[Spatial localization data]
────────
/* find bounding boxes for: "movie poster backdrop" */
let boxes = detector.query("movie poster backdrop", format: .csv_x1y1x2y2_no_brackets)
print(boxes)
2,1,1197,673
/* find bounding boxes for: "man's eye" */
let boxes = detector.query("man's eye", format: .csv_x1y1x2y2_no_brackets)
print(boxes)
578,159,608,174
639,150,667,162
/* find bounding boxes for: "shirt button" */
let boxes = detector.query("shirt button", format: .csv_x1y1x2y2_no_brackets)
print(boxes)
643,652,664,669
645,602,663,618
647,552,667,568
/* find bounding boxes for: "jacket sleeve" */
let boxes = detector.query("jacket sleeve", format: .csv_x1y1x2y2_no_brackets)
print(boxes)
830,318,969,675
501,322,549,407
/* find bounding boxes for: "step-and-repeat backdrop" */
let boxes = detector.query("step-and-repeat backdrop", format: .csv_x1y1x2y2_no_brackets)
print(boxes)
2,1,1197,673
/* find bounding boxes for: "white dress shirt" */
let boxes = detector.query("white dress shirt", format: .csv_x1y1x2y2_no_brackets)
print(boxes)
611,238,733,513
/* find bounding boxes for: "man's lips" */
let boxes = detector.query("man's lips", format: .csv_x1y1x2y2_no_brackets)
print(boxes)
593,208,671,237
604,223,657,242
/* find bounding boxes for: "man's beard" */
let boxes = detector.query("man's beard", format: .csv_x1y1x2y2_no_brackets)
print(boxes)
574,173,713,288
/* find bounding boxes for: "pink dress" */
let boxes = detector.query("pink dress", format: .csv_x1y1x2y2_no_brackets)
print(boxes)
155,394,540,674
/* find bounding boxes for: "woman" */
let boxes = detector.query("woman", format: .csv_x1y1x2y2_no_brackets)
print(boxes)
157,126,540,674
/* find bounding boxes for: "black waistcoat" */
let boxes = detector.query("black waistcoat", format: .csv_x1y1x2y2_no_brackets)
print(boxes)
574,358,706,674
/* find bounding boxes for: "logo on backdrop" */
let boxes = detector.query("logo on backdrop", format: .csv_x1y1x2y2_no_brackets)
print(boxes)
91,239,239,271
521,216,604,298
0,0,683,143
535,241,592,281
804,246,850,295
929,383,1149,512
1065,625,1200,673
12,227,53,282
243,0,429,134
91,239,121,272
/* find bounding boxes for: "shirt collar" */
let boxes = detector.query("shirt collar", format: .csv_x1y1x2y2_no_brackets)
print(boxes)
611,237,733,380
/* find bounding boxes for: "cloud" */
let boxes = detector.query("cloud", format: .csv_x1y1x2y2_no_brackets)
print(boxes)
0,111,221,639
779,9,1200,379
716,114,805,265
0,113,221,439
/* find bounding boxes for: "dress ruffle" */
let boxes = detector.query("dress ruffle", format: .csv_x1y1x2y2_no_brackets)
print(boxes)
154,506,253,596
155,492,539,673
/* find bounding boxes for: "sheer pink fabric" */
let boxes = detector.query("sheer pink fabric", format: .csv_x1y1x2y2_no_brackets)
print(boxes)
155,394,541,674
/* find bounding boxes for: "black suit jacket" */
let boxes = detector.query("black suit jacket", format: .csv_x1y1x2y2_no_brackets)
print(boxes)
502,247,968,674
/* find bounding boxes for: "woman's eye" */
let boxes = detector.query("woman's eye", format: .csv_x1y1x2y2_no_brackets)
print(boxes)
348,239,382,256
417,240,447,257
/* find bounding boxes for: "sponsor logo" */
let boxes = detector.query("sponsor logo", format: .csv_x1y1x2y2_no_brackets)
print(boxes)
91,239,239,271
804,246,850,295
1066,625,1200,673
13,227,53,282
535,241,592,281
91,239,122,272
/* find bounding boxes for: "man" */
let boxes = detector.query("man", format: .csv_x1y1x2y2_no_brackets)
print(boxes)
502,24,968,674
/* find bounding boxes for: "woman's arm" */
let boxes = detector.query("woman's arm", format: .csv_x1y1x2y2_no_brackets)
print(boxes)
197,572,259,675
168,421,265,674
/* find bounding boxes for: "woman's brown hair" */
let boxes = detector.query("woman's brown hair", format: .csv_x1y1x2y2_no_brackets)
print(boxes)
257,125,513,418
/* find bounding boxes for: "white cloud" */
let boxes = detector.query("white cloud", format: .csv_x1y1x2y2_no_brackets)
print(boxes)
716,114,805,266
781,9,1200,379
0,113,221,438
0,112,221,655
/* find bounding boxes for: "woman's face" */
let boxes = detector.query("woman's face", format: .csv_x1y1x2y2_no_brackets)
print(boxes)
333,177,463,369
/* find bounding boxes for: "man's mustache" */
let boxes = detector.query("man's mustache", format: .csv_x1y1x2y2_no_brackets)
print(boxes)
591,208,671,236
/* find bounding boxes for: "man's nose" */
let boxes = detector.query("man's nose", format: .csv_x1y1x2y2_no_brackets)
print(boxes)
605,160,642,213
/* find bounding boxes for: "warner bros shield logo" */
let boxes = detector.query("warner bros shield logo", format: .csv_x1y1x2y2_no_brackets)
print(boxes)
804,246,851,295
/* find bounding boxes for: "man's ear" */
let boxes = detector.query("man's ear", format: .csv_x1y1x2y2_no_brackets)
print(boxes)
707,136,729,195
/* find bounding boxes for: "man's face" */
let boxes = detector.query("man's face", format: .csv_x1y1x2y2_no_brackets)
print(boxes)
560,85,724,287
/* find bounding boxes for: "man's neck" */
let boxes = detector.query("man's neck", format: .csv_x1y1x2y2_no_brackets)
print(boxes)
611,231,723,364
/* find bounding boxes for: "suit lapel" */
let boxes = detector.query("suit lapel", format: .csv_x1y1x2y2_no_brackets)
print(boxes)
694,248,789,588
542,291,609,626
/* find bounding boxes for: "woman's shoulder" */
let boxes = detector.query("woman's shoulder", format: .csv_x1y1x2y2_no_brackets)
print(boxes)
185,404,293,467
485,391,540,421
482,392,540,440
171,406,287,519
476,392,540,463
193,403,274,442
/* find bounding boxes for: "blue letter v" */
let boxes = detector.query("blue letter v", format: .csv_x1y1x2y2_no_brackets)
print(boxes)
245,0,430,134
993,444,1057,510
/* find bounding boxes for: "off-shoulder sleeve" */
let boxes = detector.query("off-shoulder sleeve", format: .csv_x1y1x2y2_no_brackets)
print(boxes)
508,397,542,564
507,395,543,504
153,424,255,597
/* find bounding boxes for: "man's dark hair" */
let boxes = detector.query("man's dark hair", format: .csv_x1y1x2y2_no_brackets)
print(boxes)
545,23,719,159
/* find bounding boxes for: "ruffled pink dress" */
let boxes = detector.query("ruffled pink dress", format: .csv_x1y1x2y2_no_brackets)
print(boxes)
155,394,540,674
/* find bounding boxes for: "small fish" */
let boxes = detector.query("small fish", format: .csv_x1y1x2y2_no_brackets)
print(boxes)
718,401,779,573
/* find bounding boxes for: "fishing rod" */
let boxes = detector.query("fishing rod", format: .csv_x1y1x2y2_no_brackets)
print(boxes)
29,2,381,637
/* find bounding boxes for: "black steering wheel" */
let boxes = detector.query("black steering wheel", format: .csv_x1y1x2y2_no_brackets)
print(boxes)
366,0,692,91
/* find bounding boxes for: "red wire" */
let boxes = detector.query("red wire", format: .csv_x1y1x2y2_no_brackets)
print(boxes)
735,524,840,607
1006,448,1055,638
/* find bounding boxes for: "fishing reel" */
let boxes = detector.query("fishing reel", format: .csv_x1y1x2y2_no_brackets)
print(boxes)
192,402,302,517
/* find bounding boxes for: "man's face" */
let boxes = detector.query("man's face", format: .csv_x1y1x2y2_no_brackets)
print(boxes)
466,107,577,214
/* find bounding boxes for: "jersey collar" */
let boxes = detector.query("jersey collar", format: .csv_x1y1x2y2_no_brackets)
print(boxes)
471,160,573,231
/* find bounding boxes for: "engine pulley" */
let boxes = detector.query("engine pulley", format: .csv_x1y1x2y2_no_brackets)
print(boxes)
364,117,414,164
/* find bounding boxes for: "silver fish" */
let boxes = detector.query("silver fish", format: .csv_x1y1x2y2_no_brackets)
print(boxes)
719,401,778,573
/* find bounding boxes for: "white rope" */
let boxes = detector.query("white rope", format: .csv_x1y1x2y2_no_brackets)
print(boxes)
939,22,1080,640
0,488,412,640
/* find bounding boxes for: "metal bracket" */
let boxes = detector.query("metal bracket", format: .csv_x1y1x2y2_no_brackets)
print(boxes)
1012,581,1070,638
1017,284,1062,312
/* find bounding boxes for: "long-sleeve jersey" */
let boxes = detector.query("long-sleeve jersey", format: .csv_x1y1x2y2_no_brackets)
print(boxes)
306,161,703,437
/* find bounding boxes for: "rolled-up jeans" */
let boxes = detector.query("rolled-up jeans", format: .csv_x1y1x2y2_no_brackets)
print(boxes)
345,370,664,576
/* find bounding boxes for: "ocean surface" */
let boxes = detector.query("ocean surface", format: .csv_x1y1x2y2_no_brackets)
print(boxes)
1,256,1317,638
────────
Your assignment → Within the data, how many lines hold the string "reel"? Answer with the number and nothing more.

Solution below → 2